> [What you will do]
Quote the data exactly, first line to the line containing "wall with a marker in this photo?", with no pictures.

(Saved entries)
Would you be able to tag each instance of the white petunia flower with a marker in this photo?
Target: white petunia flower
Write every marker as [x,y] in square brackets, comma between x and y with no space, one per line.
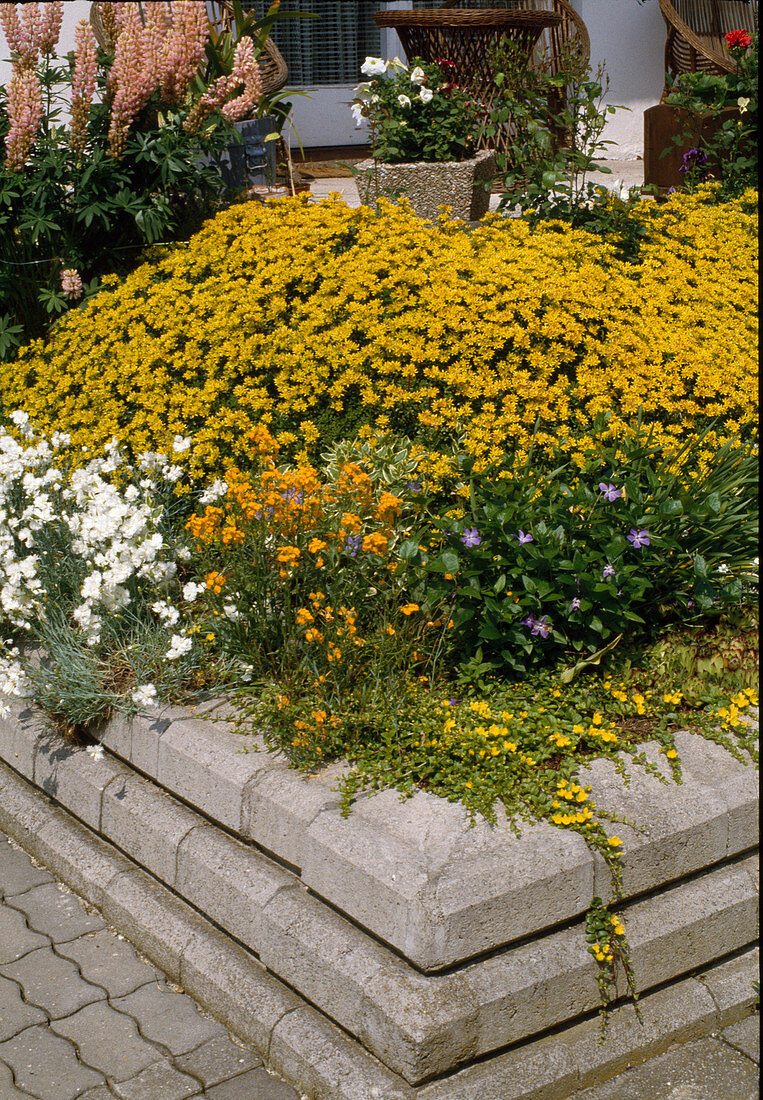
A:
[374,66]
[144,695]
[178,647]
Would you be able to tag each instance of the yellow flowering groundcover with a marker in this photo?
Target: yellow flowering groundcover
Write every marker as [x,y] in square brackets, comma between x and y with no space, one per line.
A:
[319,320]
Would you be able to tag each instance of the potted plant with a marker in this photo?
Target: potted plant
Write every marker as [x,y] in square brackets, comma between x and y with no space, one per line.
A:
[250,161]
[424,132]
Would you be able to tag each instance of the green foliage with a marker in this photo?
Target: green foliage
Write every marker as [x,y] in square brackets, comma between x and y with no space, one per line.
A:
[428,118]
[548,121]
[728,152]
[548,562]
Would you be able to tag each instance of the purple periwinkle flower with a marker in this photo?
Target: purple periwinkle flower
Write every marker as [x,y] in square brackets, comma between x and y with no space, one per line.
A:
[610,492]
[542,627]
[639,538]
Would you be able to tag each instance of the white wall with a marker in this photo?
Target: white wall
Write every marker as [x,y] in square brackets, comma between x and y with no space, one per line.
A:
[629,37]
[74,10]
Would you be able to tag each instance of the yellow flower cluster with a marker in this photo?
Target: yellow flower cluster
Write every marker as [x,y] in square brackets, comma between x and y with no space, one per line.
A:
[318,319]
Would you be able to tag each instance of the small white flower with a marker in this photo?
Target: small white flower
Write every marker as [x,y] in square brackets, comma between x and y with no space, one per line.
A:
[178,646]
[144,695]
[191,590]
[374,66]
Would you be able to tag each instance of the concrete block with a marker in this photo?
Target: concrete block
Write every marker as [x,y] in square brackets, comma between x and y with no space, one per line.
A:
[19,733]
[234,987]
[146,824]
[679,829]
[737,784]
[70,776]
[158,925]
[730,986]
[441,890]
[328,1064]
[230,882]
[693,923]
[279,805]
[201,763]
[417,1024]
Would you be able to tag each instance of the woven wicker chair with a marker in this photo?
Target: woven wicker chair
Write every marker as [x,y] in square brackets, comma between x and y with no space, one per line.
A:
[695,34]
[272,65]
[571,33]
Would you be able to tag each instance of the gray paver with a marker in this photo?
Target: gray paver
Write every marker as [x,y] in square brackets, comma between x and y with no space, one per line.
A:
[8,1089]
[159,1080]
[218,1060]
[255,1085]
[745,1037]
[55,913]
[46,1065]
[168,1018]
[18,873]
[14,1014]
[17,938]
[109,1041]
[108,960]
[705,1069]
[52,982]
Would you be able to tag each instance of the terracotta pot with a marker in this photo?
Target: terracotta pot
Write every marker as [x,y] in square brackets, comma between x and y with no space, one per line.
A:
[462,185]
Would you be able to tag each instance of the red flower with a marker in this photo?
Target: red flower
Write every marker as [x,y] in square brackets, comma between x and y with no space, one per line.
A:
[738,40]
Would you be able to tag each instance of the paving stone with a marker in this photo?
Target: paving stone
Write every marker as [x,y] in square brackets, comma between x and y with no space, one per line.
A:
[159,1081]
[18,873]
[8,1089]
[217,1060]
[47,1066]
[255,1085]
[167,1018]
[109,1041]
[56,913]
[14,1013]
[52,983]
[705,1069]
[110,961]
[17,938]
[745,1036]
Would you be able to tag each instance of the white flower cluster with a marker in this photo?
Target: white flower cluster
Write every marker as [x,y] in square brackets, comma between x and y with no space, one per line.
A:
[94,532]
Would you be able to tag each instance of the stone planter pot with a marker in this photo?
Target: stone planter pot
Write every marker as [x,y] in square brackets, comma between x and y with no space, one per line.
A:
[463,185]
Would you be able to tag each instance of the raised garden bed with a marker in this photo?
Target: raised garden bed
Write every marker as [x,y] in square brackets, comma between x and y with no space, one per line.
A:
[438,948]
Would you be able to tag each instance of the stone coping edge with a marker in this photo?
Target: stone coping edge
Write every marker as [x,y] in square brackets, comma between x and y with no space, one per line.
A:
[415,872]
[302,1045]
[419,1025]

> [Result of this task]
Would you be able to tag each instance of the white petunia flower with a marker in this photo?
Target: white petunia flower
Write every marker as [x,y] in square brackets, comma between x and y with no space, one per line.
A:
[374,66]
[144,695]
[178,647]
Would you be able to tag each instance of the yellow flowering groundcover with a marker in this photo?
Target: yellow flowering groundcover
Write every marker as [x,y] in square brackets, comma between x and y with no space, one per line.
A:
[319,320]
Would you be able to tag each instance of the potted plant with a marker in this photo?
Target: potted plant
Write every marker as [x,y] in square brackets, comma between x and y with no space, one per line.
A:
[250,161]
[424,132]
Would you be able to tag each instance of the green foliage with a marker in this photo?
Target: green foliage
Write every marker as [x,y] in square brackets, comma between x and y with no space, one per line.
A:
[428,118]
[548,121]
[728,152]
[548,562]
Would you be able to tag each instance of the purple periwinkle flower with a marker in this photo?
Target: purple periwinkle flower
Write every marker as [x,y] in square brackets, comma between x and y with no space, one per line.
A:
[610,492]
[542,627]
[639,538]
Would you be able to tag each instance of the white wall with a marker in this photo?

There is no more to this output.